##### DATASET RECORDS
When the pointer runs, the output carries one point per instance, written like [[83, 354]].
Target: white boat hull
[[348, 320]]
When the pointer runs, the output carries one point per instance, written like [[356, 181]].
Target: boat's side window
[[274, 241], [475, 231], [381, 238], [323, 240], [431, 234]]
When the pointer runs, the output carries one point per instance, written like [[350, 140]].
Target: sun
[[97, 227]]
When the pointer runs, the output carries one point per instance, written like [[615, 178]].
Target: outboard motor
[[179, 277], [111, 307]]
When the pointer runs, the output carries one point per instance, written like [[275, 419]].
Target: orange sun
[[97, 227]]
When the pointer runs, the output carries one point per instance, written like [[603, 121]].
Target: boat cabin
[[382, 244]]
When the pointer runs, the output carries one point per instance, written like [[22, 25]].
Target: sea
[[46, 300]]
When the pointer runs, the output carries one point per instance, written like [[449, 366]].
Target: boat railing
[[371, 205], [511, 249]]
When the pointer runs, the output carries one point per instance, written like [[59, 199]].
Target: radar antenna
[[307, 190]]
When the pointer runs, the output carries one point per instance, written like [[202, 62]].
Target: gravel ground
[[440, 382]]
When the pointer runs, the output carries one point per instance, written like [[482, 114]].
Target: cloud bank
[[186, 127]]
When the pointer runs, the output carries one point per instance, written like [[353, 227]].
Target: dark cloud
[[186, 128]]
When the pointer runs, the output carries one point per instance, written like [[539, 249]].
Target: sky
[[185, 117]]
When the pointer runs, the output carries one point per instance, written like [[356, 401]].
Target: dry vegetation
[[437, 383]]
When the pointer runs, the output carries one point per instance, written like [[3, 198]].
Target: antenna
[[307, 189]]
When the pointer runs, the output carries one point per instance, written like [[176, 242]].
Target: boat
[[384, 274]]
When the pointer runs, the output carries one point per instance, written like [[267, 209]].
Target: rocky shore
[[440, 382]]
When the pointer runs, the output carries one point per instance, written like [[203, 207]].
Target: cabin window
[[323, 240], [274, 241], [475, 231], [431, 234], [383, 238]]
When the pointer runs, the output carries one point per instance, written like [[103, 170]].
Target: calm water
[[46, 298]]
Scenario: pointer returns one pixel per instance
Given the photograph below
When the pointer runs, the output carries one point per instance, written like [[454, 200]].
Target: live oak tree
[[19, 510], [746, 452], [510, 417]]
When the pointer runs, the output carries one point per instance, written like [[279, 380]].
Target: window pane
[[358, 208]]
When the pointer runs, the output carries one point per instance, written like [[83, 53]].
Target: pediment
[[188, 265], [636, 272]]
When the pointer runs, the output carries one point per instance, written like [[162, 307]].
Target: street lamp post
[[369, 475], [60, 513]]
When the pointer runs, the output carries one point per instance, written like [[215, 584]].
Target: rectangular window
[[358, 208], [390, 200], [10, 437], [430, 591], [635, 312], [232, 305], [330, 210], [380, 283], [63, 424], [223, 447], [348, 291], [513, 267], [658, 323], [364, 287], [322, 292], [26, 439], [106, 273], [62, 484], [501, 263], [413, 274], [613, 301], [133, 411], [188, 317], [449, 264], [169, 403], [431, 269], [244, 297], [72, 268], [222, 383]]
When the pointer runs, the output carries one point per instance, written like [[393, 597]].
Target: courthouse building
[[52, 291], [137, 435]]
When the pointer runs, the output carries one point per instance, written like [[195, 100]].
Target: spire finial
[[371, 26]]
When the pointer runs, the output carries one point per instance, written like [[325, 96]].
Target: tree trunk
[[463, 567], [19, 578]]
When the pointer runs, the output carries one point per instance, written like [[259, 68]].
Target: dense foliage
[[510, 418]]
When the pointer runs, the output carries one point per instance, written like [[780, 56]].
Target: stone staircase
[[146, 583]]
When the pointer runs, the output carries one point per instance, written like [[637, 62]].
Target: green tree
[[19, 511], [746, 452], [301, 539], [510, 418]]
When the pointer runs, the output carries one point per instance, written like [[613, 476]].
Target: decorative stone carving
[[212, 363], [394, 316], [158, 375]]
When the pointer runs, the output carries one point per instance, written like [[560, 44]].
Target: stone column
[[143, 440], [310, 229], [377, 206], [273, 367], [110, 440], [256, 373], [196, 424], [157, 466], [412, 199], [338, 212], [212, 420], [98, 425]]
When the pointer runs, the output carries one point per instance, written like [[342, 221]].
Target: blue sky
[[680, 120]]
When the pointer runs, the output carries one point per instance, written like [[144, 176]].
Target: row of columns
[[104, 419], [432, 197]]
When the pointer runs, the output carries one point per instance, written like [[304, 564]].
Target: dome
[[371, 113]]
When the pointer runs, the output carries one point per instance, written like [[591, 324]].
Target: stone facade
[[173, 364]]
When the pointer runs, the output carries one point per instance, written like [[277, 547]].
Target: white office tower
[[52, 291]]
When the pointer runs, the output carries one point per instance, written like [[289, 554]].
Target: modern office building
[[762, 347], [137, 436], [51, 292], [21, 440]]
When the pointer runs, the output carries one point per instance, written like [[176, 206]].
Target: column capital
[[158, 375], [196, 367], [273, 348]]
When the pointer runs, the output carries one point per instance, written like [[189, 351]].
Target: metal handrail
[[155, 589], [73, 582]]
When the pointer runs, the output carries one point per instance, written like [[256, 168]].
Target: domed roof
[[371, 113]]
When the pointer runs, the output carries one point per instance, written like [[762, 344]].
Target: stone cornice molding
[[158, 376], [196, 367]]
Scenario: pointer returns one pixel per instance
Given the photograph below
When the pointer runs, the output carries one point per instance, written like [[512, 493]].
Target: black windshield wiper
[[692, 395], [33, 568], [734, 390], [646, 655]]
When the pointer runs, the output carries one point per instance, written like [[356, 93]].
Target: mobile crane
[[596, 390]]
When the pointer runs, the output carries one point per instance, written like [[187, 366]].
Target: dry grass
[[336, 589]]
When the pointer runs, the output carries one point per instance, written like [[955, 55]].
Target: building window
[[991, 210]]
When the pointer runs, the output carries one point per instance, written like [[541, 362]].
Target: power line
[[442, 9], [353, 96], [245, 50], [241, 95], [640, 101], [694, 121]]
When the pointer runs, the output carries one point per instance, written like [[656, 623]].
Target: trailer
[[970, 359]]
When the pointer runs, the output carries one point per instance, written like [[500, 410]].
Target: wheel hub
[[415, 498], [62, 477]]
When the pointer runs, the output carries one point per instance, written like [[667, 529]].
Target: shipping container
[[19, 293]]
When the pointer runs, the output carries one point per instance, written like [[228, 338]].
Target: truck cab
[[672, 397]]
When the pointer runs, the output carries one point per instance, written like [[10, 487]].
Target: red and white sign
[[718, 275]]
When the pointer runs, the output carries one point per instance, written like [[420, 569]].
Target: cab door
##########
### THE TASK:
Write the entries out a second time. Match them exactly.

### OUTPUT FOR THIS EXERCISE:
When the pointer runs, the output carries one point per instance, written like [[83, 354]].
Target: white boat hull
[[348, 320]]
When the pointer runs, the output carries one point per instance, written like [[356, 181]].
Target: boat's side window
[[274, 241], [475, 231], [381, 238], [323, 240], [431, 234]]
When the pointer runs, the output carries one point per instance, written like [[350, 140]].
Target: sun
[[97, 227]]
When the pointer runs, the output carries one point per instance, written like [[615, 178]].
Target: outboard motor
[[179, 277], [111, 307]]
When the pointer runs, the output carries one point per instance, written like [[275, 419]].
Target: orange sun
[[97, 227]]
When the pointer runs, the output carries one point per instance, written like [[603, 121]].
Target: boat cabin
[[382, 244]]
When the pointer runs, the output carries one point per instance, written like [[22, 25]].
Target: sea
[[46, 300]]
When the pointer runs, the output carries one point per instance, written like [[449, 366]].
Target: boat railing
[[371, 205], [511, 249]]
When the pointer runs, the output carries one point per instance, written like [[59, 199]].
Target: radar antenna
[[307, 190]]
When the pointer runs, the output carries one point per instance, written like [[202, 62]].
Target: gravel ground
[[440, 382]]
When the pointer runs, the output carries one point per instance, written like [[482, 114]].
Target: cloud bank
[[186, 127]]
When the pointer runs, the output carries one point per instance, written like [[353, 227]].
Target: dark cloud
[[186, 128]]
When the pointer runs, the output carries one point per instance, written like [[539, 249]].
Target: sky
[[185, 117]]
When the pointer runs, the output carries one point per instance, written like [[356, 401]].
Target: dry vegetation
[[437, 383]]
When the pointer runs, the output carries one point per instance, written like [[3, 198]].
Target: antenna
[[307, 189]]
When the pointer runs, the output carries one point per instance, written like [[176, 242]].
Target: boat
[[384, 274]]
When the pointer runs, the output carries one point per instance, written like [[267, 209]].
Target: rocky shore
[[440, 382]]
When the pointer runs, the output carries one point per instance, written like [[203, 207]].
Target: cabin window
[[323, 240], [274, 241], [475, 231], [431, 234], [383, 238]]
When the pointer runs, the output carries one point per instance, written like [[103, 170]].
Target: calm water
[[46, 298]]
Scenario: pointer returns one pixel per instance
Given the photograph below
When the pointer runs, the output carries one point per instance, written like [[454, 200]].
Target: live oak tree
[[19, 510], [746, 452], [510, 417]]
When the pointer runs, the output carries one point per instance, written like [[279, 380]].
Target: window pane
[[358, 208]]
When the pointer runs, the output carries one point per instance, written like [[83, 53]].
Target: pediment
[[188, 265], [636, 272]]
When the pointer runs, the output carries one point per instance, written like [[162, 307]].
Target: street lamp post
[[369, 475], [60, 513]]
When the pointer runs, the output carries one point per instance, written like [[215, 584]].
Target: rectangular window
[[358, 208], [390, 200], [10, 437], [430, 591], [635, 312], [232, 305], [330, 210], [380, 283], [63, 424], [223, 447], [348, 291], [513, 267], [658, 323], [364, 287], [322, 292], [26, 439], [106, 273], [62, 484], [501, 263], [413, 274], [613, 301], [133, 411], [188, 317], [449, 264], [169, 403], [431, 269], [244, 297], [72, 268], [222, 383]]
When the pointer runs, the output carries one point per instance, written like [[393, 597]].
Target: courthouse building
[[52, 291], [137, 435]]
When the pointer runs, the output carries one point per instance, written like [[195, 100]].
Target: spire finial
[[371, 26]]
When the pointer runs, the output carries one point per instance, written like [[325, 96]].
Target: tree trunk
[[463, 567], [19, 578]]
When the pointer runs, the output carries one point per instance, written like [[259, 68]].
Target: dense foliage
[[510, 418]]
When the pointer runs, the output carries one point per instance, written like [[780, 56]].
Target: stone staircase
[[146, 583]]
When the pointer runs, the output carries one point per instance, written like [[637, 62]].
Target: green tree
[[19, 511], [746, 452], [301, 539], [510, 418]]
When the pointer runs, the output carries one point per instance, written like [[613, 476]].
Target: decorative stone carving
[[212, 363], [394, 316], [158, 375]]
When the pointer runs, the output carries one point per instance, written like [[560, 44]].
Target: stone column
[[143, 440], [310, 229], [377, 206], [273, 367], [110, 440], [256, 373], [196, 424], [157, 466], [412, 199], [338, 212], [212, 420], [98, 425]]
When the pointer runs, the output carries one point per instance, written like [[342, 221]].
Target: blue sky
[[680, 120]]
When the pointer runs, the output carries one point per instance, written like [[144, 176]].
Target: row of columns
[[104, 419], [432, 197]]
When the pointer runs, the output carries one point per instance, written like [[304, 564]].
Target: dome
[[371, 113]]
When the pointer runs, the output carries one point per instance, written like [[591, 324]].
Target: stone facade
[[173, 364]]
When the pointer runs, the output carries one point per instance, written like [[277, 547]].
Target: white office tower
[[52, 291]]
When the pointer runs, the output carries one point per instance, written like [[289, 554]].
Target: modern office building
[[762, 347], [137, 436], [51, 292], [21, 440]]
When the pointer runs, the output carries one point per instance, written like [[176, 206]].
Target: column capital
[[158, 375], [196, 367], [273, 348]]
When the pointer runs, the output carries one point per instance, written like [[189, 351]].
Target: metal handrail
[[155, 589], [73, 582]]
When the pointer runs, the output carries one point per instance, written like [[256, 168]].
Target: domed roof
[[371, 113]]
When the pointer runs, the output carries one point per instance, written like [[762, 344]].
Target: stone cornice molding
[[158, 376], [196, 367]]
Scenario: pointer returns one pixel per instance
Given the photograph below
When the pointer runs, the output carries one point per instance, written like [[512, 493]].
Target: black windshield wiper
[[692, 395], [33, 568], [734, 390], [646, 655]]
When the pointer runs, the output carries one point per instance, written like [[356, 93]].
Target: mobile crane
[[596, 390]]
When the pointer runs, the output carries one point per instance, written like [[187, 366]].
Target: dry grass
[[336, 589]]
When the pointer runs, the output carries one point per instance, written like [[955, 55]].
Target: building window
[[991, 210]]
When the pointer runs, the output carries one point per instance, written like [[541, 362]].
Target: power line
[[442, 9], [353, 96], [245, 50], [241, 95], [640, 101], [694, 121]]
When the pointer runs, the output carries one point per instance, written like [[656, 623]].
Target: trailer
[[970, 359]]
When the pointer runs, the output carries one point per instance, written like [[500, 410]].
Target: wheel hub
[[415, 498], [62, 477]]
When the pointer runs, the output carries one point per instance, written like [[667, 529]].
Target: shipping container
[[19, 293]]
When the pointer runs, the output carries one point per instance, written like [[228, 338]].
Target: truck cab
[[672, 397]]
When the pointer runs, the output carries one point per instance, written like [[10, 487]].
Target: red and white sign
[[718, 275]]
When the pointer runs, the output carries one point per instance, written like [[420, 569]].
Target: cab door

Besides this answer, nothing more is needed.